Can you echo the records from their start up to and including the line containing "[713,68,734,179]", without any of the pictures?

[Records of labeled boxes]
---------------
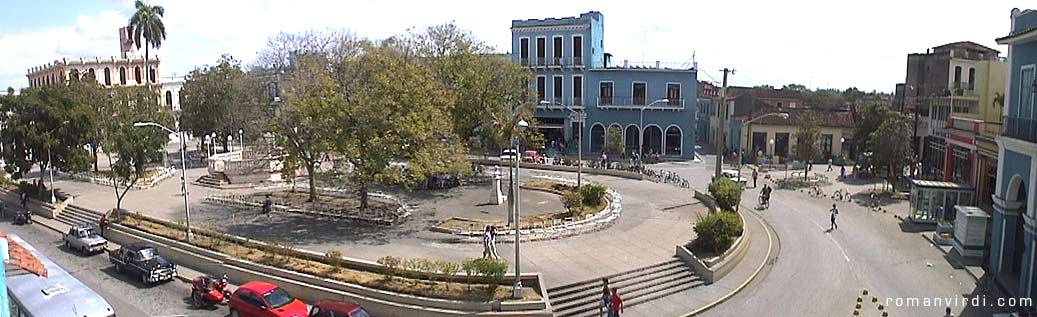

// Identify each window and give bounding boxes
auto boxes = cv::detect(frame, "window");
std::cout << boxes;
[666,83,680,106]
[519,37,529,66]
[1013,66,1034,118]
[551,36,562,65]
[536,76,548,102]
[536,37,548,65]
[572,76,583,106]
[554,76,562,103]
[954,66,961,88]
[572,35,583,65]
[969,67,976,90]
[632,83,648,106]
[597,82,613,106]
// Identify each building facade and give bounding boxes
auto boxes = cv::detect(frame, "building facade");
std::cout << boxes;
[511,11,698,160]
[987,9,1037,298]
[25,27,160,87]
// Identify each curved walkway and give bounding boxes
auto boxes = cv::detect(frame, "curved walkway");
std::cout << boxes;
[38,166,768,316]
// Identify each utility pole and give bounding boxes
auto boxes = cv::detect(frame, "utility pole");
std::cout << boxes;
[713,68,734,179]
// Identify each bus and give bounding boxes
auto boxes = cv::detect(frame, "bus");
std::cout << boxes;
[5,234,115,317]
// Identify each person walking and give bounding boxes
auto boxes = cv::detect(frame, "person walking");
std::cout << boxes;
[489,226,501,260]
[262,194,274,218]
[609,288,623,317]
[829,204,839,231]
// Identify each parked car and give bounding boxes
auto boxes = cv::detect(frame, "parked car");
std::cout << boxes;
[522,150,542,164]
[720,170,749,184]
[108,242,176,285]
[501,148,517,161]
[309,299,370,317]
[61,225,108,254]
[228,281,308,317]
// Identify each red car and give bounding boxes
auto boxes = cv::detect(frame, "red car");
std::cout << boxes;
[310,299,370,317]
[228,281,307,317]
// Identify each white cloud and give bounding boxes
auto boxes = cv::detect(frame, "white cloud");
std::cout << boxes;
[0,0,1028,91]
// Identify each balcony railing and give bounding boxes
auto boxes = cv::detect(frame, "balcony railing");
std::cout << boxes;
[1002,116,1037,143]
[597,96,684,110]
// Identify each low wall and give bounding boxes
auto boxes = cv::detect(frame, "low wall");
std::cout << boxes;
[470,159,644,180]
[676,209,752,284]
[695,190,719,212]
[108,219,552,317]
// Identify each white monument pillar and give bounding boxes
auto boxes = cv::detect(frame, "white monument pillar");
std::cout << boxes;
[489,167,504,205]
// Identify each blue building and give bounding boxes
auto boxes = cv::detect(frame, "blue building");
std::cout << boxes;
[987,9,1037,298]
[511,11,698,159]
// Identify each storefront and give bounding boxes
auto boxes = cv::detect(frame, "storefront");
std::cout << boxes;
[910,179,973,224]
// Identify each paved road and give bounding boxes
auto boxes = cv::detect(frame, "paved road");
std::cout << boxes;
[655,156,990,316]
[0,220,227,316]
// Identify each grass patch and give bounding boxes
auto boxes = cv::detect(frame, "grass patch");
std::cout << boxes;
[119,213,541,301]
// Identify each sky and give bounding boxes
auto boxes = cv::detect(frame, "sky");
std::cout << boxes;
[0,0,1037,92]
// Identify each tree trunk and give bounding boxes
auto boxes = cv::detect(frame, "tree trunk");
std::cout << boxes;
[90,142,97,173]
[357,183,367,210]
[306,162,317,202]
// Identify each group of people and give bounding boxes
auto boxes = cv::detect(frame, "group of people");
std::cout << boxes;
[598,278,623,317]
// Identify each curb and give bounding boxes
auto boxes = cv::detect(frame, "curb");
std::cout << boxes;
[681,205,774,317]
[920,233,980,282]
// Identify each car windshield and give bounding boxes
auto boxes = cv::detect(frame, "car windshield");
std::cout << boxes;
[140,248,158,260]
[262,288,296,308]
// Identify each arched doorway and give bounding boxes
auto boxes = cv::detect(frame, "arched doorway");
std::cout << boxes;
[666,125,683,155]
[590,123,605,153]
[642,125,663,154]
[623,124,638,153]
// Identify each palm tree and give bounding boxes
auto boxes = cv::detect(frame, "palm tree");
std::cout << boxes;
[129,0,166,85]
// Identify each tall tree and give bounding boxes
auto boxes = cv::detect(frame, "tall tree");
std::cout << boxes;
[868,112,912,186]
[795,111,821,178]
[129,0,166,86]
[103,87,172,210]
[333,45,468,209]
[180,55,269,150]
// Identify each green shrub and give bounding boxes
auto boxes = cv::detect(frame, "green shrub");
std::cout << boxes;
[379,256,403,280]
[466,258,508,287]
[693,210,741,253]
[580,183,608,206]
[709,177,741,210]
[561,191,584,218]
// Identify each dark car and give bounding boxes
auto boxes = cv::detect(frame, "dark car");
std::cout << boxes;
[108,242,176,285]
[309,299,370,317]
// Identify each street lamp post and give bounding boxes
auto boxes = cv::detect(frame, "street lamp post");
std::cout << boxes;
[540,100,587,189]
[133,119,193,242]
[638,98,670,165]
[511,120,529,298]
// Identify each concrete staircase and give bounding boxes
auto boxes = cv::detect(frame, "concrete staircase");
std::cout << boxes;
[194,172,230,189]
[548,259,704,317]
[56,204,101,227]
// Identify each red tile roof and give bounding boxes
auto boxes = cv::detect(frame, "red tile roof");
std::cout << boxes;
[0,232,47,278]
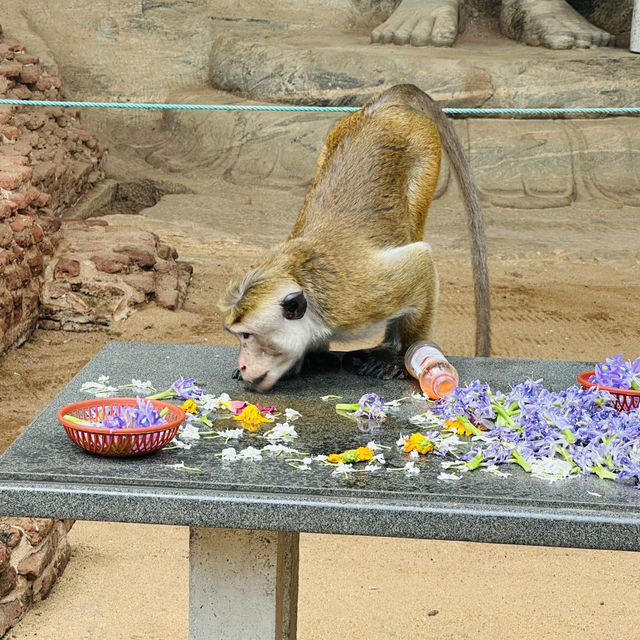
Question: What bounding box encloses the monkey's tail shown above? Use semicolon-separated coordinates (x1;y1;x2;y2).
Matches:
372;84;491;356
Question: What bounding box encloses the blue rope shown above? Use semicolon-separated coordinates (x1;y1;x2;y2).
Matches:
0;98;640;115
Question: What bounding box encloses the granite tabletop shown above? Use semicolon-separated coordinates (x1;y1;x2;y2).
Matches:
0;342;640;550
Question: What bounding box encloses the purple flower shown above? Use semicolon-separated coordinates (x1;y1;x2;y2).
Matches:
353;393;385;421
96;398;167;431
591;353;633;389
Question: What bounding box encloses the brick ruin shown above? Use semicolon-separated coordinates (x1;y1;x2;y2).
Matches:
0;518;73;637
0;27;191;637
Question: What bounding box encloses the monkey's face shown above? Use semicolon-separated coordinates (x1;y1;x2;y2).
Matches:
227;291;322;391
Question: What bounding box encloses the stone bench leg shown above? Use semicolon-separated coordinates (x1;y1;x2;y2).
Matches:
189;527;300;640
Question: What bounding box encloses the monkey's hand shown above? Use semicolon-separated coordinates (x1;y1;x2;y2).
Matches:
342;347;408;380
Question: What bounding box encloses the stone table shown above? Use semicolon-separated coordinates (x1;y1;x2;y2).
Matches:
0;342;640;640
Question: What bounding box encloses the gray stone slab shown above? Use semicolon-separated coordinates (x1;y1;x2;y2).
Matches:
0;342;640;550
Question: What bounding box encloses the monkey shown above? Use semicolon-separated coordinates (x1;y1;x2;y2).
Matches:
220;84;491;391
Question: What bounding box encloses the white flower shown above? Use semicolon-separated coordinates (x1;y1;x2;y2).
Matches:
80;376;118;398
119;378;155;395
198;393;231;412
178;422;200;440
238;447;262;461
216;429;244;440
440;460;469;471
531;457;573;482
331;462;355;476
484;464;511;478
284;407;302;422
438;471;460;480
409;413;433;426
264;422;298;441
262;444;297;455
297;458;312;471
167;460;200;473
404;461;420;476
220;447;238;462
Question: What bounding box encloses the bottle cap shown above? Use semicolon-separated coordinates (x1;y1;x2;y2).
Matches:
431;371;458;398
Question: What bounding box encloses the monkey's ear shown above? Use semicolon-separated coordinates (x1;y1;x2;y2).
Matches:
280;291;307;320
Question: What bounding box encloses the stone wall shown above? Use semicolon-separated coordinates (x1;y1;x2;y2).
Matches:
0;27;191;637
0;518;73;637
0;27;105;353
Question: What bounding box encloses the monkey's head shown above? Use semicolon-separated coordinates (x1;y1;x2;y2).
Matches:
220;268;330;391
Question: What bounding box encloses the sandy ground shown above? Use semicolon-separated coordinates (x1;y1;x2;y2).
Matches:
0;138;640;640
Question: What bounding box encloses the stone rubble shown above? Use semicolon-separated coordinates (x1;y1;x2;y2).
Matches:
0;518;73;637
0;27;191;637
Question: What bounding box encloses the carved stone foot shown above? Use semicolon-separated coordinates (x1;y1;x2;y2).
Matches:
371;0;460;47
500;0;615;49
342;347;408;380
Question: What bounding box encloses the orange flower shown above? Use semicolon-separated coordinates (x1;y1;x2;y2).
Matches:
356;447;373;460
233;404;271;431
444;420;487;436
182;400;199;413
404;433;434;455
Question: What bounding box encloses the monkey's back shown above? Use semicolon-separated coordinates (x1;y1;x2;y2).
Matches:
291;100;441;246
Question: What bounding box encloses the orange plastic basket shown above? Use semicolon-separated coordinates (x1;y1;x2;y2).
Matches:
---------------
# Worked answer:
// Identify each window and give bounding boxes
auto boxes = cv::detect(frame, "window");
std::cout << boxes;
[666,83,680,106]
[519,37,529,66]
[1013,66,1034,118]
[551,36,562,65]
[536,76,548,102]
[536,37,548,65]
[572,76,583,106]
[554,76,562,103]
[954,66,961,88]
[572,35,583,65]
[969,67,976,90]
[632,83,648,106]
[597,82,613,106]
// Identify each building facade and give bounding boxes
auto boxes = cv::detect(frame, "building facade");
std::cout << boxes;
[511,11,698,160]
[987,9,1037,298]
[25,27,160,87]
// Identify each curved walkway and give bounding boxes
auto boxes = cv::detect(frame, "curved walkway");
std::cout << boxes;
[38,166,768,316]
// Identify each utility pole and give bounding boxes
auto boxes = cv::detect(frame, "utility pole");
std::cout << boxes;
[713,68,734,179]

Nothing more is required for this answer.